* **Exercise brief**:
Where a line of the data below has the string "block", copy that line.

(Source material)

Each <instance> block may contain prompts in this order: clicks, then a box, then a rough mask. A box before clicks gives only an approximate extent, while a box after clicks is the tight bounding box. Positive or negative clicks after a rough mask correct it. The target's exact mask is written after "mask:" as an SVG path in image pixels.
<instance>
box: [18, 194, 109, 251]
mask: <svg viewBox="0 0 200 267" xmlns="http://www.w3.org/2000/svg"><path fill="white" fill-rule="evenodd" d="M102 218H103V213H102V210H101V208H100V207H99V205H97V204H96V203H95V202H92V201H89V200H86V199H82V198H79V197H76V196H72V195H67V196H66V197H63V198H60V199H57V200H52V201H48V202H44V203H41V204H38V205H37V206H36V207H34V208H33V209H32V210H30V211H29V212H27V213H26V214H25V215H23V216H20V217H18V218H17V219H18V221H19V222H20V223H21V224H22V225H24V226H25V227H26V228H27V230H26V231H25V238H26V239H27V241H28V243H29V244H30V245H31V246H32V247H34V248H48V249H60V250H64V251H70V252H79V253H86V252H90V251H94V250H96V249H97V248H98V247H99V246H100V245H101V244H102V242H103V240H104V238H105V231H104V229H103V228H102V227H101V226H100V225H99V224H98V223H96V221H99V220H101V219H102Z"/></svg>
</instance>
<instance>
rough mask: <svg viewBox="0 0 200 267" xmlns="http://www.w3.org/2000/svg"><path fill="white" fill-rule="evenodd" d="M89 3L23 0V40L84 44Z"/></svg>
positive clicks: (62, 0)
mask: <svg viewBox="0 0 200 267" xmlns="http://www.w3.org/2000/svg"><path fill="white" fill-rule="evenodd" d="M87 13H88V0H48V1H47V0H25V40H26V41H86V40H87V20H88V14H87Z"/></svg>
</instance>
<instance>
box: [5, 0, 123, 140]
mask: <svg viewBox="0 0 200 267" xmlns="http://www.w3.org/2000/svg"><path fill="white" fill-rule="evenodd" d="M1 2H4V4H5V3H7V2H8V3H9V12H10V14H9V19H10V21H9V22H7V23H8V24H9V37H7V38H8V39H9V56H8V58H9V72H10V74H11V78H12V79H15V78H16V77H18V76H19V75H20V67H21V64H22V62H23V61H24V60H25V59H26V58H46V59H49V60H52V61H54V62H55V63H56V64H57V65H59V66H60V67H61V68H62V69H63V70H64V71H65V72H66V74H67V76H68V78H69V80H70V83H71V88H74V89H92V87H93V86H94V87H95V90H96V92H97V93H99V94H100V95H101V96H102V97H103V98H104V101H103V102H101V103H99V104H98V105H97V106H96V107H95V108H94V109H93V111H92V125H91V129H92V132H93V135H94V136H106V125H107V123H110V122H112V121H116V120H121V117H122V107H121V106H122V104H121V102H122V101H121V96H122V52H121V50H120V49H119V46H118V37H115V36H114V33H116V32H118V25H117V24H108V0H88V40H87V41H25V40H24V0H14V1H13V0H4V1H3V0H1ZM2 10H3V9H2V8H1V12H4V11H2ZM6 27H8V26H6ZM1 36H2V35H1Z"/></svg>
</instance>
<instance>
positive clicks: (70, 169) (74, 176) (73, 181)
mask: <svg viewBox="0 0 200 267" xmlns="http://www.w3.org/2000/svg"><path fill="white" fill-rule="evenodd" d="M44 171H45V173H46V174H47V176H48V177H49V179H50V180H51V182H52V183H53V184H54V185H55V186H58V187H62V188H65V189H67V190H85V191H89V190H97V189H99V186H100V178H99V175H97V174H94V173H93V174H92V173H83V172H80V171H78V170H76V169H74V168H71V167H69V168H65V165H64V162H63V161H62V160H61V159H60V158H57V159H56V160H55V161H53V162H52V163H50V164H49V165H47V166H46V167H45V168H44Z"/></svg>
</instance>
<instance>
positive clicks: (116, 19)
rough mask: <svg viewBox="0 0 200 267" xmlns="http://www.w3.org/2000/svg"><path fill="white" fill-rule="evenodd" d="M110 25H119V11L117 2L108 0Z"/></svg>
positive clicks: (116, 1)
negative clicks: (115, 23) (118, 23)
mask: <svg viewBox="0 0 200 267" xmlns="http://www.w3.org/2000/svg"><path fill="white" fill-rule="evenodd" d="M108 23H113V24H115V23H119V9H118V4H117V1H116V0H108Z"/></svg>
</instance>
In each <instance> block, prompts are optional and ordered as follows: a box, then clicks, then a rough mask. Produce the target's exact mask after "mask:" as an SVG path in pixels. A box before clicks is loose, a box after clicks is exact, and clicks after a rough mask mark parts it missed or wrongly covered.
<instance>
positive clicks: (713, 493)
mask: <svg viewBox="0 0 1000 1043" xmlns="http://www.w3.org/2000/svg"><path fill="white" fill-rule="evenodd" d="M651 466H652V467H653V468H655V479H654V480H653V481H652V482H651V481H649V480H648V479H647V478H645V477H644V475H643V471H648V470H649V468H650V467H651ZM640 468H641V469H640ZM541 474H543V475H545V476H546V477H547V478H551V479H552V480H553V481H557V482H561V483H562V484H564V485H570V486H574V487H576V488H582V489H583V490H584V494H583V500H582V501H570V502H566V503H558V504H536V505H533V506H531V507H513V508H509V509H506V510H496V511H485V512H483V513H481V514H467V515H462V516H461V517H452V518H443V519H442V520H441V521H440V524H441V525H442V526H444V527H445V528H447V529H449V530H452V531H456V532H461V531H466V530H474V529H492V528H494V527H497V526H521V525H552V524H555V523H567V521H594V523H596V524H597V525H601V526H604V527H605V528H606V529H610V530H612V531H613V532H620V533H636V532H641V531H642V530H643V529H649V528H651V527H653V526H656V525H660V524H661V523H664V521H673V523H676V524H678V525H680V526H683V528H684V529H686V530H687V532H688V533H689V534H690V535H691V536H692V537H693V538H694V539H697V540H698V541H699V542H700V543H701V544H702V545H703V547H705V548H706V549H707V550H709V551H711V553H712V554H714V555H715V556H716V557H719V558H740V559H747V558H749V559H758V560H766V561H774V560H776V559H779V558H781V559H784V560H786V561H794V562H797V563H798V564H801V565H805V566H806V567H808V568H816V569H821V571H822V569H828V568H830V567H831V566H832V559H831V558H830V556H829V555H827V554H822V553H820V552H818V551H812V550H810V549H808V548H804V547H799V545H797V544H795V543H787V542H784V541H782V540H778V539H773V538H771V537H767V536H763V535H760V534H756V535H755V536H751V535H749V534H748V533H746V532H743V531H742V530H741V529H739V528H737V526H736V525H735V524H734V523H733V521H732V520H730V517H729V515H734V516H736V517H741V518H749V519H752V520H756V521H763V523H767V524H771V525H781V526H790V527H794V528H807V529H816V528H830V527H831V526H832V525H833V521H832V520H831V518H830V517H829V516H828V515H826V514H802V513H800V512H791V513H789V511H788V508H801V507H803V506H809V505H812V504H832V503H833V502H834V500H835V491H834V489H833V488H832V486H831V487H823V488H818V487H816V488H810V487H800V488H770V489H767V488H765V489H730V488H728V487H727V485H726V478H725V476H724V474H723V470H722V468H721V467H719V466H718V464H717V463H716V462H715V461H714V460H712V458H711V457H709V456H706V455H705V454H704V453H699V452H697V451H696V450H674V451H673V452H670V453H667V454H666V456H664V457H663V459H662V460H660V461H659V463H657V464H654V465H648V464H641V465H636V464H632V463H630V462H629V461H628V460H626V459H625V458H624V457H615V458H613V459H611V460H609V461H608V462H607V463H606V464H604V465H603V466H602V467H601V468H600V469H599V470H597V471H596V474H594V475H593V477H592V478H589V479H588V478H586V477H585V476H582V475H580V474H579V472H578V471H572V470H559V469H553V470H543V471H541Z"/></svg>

(End Source material)

* **Solution**:
Each <instance> block may contain prompts in this order: clicks, then a box, then a rough mask. A box before clicks gives only an approximate extent, while a box after clicks is the tight bounding box. Positive or negative clicks after a rough mask correct it. The target's exact mask is written after "mask:" as an SVG path in image pixels.
In each <instance> block, prompts are optional and ordered as follows: a box, then clicks, then a rough mask. Produce the target's exact mask after "mask:" as an SVG path in pixels. A box before clicks is loose, a box after clicks is exact, and clicks after a rough mask mark parts it missed or wrongly covered.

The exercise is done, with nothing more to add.